> WHAT THE TASK ASKS: Reproduce the part of the records that opens with the line containing "white ceiling, each" and continues through the end of the records, substituting "floor-plan survey" for "lane-occupancy tally" at every occurrence and leaving all else unchanged.

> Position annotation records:
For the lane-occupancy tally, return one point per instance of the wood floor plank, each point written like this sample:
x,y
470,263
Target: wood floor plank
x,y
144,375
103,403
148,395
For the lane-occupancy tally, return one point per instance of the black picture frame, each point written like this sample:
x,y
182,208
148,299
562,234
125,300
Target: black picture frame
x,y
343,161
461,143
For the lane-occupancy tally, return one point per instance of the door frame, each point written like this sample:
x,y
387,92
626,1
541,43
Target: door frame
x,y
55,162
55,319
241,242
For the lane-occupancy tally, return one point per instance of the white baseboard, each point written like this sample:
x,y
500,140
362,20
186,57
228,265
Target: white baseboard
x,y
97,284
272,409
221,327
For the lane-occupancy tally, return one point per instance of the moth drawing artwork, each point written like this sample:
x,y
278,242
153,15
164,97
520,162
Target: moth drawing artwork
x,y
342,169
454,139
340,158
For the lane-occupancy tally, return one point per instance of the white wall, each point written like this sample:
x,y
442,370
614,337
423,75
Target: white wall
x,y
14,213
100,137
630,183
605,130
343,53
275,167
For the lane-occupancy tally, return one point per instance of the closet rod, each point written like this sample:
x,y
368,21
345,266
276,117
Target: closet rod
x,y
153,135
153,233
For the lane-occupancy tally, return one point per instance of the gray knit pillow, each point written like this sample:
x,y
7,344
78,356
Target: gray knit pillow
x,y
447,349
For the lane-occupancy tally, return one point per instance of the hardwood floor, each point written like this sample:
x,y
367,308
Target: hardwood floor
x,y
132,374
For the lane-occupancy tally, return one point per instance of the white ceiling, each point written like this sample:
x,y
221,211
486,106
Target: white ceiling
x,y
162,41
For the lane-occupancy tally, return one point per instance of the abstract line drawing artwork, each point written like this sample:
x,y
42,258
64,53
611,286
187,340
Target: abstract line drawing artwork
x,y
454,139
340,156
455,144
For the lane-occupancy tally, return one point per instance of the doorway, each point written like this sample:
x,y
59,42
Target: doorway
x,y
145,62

> TASK SOLUTION:
For the floor-plan survey, return one point per instance of the white ceiling, each point written like this sample:
x,y
221,211
486,106
Target: white ceiling
x,y
162,41
For the floor-plan survey, return one point per instance of the abstract line drawing artwork, each point written like this sample:
x,y
42,258
64,53
611,286
187,340
Target: abstract line drawing artwork
x,y
454,139
340,156
455,144
For the floor-plan survey, return one point per instance of the doorway, each point written like this sample:
x,y
59,42
Target: doorway
x,y
145,62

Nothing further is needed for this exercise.